§ ACTIVITY
From the passage on finding exercise you can stick with, return the part starting at "For some reason, many" and ending at "least, not miserable.", copied word for word.

§ PROVIDED PASSAGE
===
Experiment with a Variety of Types of Exercise to Find What You Can Do Consistently
One of the worst things you can do to rehabilitate your relationship with fitness is take an "embrace the suck" mindset to the extreme.
For some reason, many of us think we can force ourselves into liking exercise. Like some weird form of exposure therapy, we show up at the gym and angrily stomp through whichever routine we've decided we need to be doing. We hate every second of it and just assume that one day we'll magically cross a threshold where it becomes fun or, at the very least, not miserable.
That can happen, but it's rare.
Instead, a much healthier approach is to be willing to try out a variety of forms of exercise. Weight lifting may be enjoyable for some, but cardio may be more fun for others. Some folks do well working out on their own, and others need the structure of a class or other form of group fitness. There may be trainers and studios that are able to provide effective coaching for folks who have adaptive workout needs, and others who may be inexperienced in that area.
===
§ RECORDS
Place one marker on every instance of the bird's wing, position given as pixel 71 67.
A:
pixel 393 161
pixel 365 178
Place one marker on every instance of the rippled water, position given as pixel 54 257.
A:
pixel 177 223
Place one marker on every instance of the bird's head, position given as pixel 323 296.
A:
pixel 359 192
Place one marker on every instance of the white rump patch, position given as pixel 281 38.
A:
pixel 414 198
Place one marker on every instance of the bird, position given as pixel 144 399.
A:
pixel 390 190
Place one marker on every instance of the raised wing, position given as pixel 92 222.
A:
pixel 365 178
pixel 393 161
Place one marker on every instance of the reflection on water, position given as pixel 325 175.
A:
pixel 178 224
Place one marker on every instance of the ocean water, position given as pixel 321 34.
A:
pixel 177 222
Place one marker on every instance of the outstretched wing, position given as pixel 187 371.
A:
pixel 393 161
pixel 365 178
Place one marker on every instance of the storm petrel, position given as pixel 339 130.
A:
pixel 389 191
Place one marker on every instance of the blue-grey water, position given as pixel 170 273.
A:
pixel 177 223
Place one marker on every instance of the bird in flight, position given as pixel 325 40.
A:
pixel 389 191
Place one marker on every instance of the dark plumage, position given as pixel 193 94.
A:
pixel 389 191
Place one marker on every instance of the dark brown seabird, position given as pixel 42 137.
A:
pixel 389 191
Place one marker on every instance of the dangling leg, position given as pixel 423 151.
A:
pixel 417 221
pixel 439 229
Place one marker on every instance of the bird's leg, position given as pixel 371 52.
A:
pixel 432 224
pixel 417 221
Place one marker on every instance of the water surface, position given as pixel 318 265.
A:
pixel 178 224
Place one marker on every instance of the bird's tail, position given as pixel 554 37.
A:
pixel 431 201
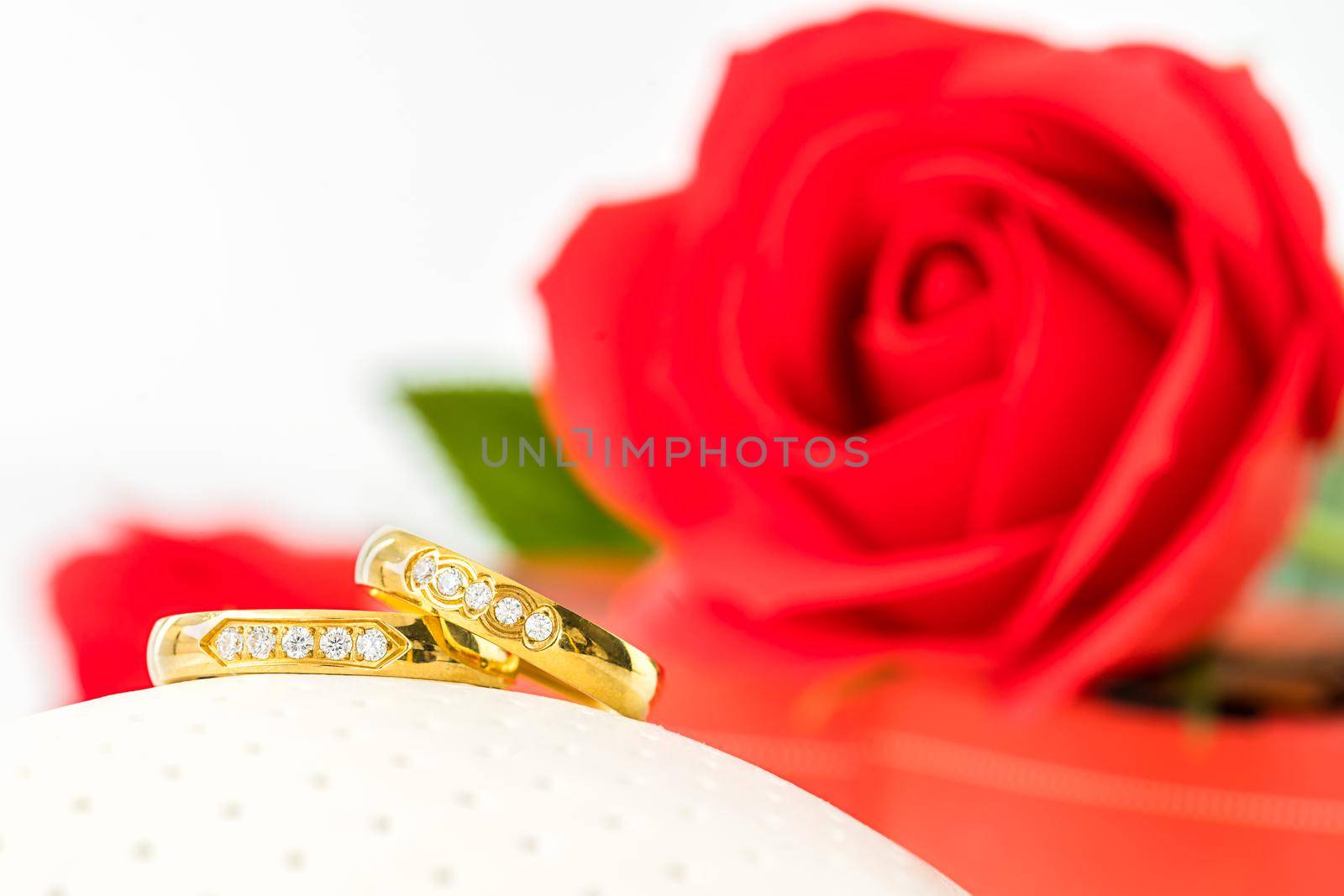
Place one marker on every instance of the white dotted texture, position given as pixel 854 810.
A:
===
§ RESPONSE TO THIS TASK
For some reason, many of us think we can force ourselves into liking exercise. Like some weird form of exposure therapy, we show up at the gym and angrily stomp through whichever routine we've decided we need to be doing. We hate every second of it and just assume that one day we'll magically cross a threshold where it becomes fun or, at the very least, not miserable.